» **正文段落**
保存之后,将主节点的hosts分别拷贝到其他三个子节点
命令行分别输入:

scp /etc/hosts root@192.168.160.130:/etc/
scp /etc/hosts root@192.168.160.131:/etc/
scp /etc/hosts root@192.168.160.132:/etc/

会遇见以下错误:

root@zqq-0217:/home/zqq-0217# scp /etc/hosts [email protected]:/etc/
[email protected]'s password: 
Permission denied, please try again.
[email protected]'s password: 
Permission denied, please try again.
[email protected]'s password: 
Permission denied (publickey,password).
lost connection

解决方法:

修改/etc/ssh/sshd_config文件,修改PermitRootLogin的值为yes

# Authentication:
LoginGraceTime 120
# PermitRootLogin prohibit-password
PermitRootLogin yes
StrictModes yes

就可以在相互之间复制文件了

三、配置SSM无密码访问

1.生成公钥密钥对

在每一个节点上分别执行:ssh-keygen -t rsa

一直回车直到结束

执行结束后会在/root/.ssh/目录下生成两个文件id_rsa和id_rsa.pub

id_rsa是私钥,id_rsa.pub是公钥

将公钥拷贝一份重命名为 authorized_keys

在master上执行命令:

cp id_rsa.pub authorized_keys

2.将子节点的公钥拷贝到主节点并添加到authorized_keys

将三个子节点的公钥拷贝到主节点上

scp root@hj-0219:/root/.ssh/id_rsa.pub /root/.ssh/id_rsa_slave1.pub
scp root@lx-0216:/root/.ssh/id_rsa.pub /root/.ssh/id_rsa_slave2.pub 
scp root@ly-0215:/root/.ssh/id_rsa.pub /root/.ssh/id_rsa_slave3.pub

在这里插入图片描述
将拷贝过来的三个公钥合并到authorized_keys文件中去:

cat id_rsa_slave1.pub >> authorized_keys 
cat id_rsa_slave2.pub >> authorized_keys 
cat id_rsa_slave3.pub >> authorized_keys

在这里插入图片描述
master上用scp命令将authorized_keys文件拷贝到子节点的相应位置:

scp authorized_keys root@hj-0219:/root/.ssh/
scp authorized_keys root@lx-0215:/root/.ssh/
scp authorized_keys root@lx-0216:/root/.ssh/

在这里插入图片描述
在slave节点上查看有无该文件(我这里在slave1上查看了一下)

» **数据记录**
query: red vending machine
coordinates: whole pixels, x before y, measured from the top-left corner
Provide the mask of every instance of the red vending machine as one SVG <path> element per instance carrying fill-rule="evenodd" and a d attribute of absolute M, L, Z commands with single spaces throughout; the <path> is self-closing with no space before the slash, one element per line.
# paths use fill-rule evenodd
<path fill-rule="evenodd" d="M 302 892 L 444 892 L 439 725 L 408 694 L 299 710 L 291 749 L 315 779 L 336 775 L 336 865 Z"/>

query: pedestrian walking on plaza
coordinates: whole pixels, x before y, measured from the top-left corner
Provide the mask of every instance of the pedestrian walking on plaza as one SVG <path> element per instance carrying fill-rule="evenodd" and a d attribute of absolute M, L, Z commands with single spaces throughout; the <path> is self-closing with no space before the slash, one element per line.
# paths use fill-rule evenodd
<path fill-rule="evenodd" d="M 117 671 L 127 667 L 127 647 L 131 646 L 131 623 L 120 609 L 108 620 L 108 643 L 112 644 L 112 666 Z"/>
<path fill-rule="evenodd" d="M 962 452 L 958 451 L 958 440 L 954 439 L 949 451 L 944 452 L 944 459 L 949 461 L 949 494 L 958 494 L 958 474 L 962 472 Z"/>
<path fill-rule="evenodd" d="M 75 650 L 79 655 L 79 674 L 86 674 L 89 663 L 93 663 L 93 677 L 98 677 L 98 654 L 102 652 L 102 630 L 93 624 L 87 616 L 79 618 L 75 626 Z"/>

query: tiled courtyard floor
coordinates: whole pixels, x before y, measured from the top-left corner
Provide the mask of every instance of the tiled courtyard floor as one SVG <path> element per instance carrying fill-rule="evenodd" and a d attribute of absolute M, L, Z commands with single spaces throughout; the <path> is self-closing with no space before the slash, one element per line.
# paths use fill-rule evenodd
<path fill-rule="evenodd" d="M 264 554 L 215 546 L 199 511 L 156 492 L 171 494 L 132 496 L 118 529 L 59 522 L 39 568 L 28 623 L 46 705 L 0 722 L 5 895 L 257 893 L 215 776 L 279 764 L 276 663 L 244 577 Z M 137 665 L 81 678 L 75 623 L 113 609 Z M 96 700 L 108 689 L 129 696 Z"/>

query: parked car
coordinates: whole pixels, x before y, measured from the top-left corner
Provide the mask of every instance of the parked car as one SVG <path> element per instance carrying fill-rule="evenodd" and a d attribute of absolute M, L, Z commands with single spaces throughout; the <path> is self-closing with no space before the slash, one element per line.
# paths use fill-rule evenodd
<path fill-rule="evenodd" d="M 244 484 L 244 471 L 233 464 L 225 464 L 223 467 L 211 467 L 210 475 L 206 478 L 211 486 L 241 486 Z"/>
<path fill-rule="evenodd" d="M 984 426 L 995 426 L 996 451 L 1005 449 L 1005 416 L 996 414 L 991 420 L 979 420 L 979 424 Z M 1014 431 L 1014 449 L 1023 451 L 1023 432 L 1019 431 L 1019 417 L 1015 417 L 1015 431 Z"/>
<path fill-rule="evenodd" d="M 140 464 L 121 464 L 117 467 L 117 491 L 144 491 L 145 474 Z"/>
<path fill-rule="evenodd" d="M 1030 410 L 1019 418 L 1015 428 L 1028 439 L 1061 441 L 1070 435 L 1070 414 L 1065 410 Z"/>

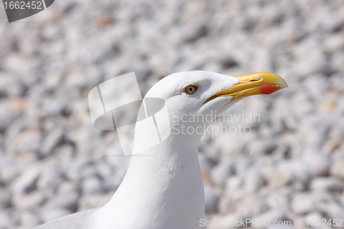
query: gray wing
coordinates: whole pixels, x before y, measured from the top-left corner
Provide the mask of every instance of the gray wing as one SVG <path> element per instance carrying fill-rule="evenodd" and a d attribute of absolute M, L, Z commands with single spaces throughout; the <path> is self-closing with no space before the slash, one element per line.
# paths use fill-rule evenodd
<path fill-rule="evenodd" d="M 94 212 L 100 208 L 94 208 L 68 215 L 54 219 L 34 229 L 84 229 Z"/>

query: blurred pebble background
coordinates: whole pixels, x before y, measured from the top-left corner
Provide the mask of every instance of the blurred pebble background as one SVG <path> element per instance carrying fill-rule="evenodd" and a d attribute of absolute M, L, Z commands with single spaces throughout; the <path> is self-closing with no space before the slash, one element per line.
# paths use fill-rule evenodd
<path fill-rule="evenodd" d="M 109 199 L 130 159 L 105 155 L 120 145 L 87 94 L 133 71 L 142 95 L 181 71 L 282 76 L 228 111 L 260 116 L 224 124 L 250 134 L 204 136 L 207 219 L 344 219 L 343 1 L 56 0 L 12 23 L 1 8 L 0 228 Z"/>

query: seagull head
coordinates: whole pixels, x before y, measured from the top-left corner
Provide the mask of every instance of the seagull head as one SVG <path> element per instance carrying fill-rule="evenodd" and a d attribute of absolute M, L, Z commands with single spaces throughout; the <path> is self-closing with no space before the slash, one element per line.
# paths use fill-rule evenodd
<path fill-rule="evenodd" d="M 145 102 L 144 109 L 166 109 L 167 112 L 149 112 L 150 109 L 146 112 L 156 113 L 153 118 L 160 142 L 169 136 L 171 142 L 177 140 L 179 144 L 187 144 L 199 142 L 214 118 L 236 102 L 253 95 L 270 94 L 287 87 L 281 77 L 267 72 L 235 76 L 203 71 L 178 72 L 160 80 L 144 98 L 147 101 L 149 98 L 158 98 L 153 101 L 164 101 L 163 106 L 158 102 L 153 102 L 150 105 Z M 144 125 L 137 125 L 136 130 L 145 133 L 136 138 L 138 142 L 142 140 L 142 145 L 147 144 L 149 137 L 156 131 L 153 128 L 149 132 L 148 127 Z"/>
<path fill-rule="evenodd" d="M 272 73 L 229 76 L 193 71 L 166 76 L 151 89 L 146 97 L 164 100 L 170 115 L 216 115 L 245 97 L 270 94 L 285 87 L 288 87 L 286 81 Z"/>

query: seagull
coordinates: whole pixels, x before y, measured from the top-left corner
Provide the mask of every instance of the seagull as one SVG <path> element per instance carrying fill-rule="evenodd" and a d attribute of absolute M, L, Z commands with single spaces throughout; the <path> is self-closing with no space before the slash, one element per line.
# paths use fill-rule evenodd
<path fill-rule="evenodd" d="M 229 76 L 192 71 L 166 76 L 145 98 L 164 100 L 169 120 L 160 122 L 160 128 L 173 124 L 180 131 L 173 130 L 166 140 L 147 149 L 150 156 L 132 156 L 120 186 L 103 208 L 74 213 L 36 229 L 204 228 L 198 146 L 211 120 L 186 118 L 220 114 L 245 97 L 286 87 L 280 76 L 267 72 Z M 198 131 L 182 134 L 178 129 L 182 125 Z"/>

» **习题 1**
根据这段配置说明回答:
(a) 出现“Permission denied”错误时,应修改哪个文件,把哪一项的值改成什么?
(b) 执行ssh-keygen -t rsa之后,会在哪个目录下生成哪两个文件?
(c) 公钥拷贝一份后要重命名为什么?
» **习题 2**
逐字抄写这段配置说明中从“cat id_rsa_slave1.pub >>”到“在slave节点上查看有无该文件(我这里在slave1上查看了一下)”的部分,首尾两处都包括在内。
» **习题 3**
把这段配置说明中的句子“执行结束后会在/root/.ssh/目录下生成两个文件id_rsa和id_rsa.pub”译成英文。
以上记录是单独的材料,与这段配置说明互不相关。

» **解答过程 1**
(a) 修改/etc/ssh/sshd_config文件,把PermitRootLogin的值改为yes。
(b) 在/root/.ssh/目录下生成id_rsa和id_rsa.pub两个文件。
(c) 重命名为authorized_keys。

» **解答过程 2**
cat id_rsa_slave1.pub >> authorized_keys 
cat id_rsa_slave2.pub >> authorized_keys 
cat id_rsa_slave3.pub >> authorized_keys

在这里插入图片描述
master上用scp命令将authorized_keys文件拷贝到子节点的相应位置:

scp authorized_keys root@hj-0219:/root/.ssh/
scp authorized_keys root@lx-0215:/root/.ssh/
scp authorized_keys root@lx-0216:/root/.ssh/

在这里插入图片描述
在slave节点上查看有无该文件(我这里在slave1上查看了一下)

» **解答过程 3**
After execution finishes, two files, id_rsa and id_rsa.pub, are generated in the /root/.ssh/ directory.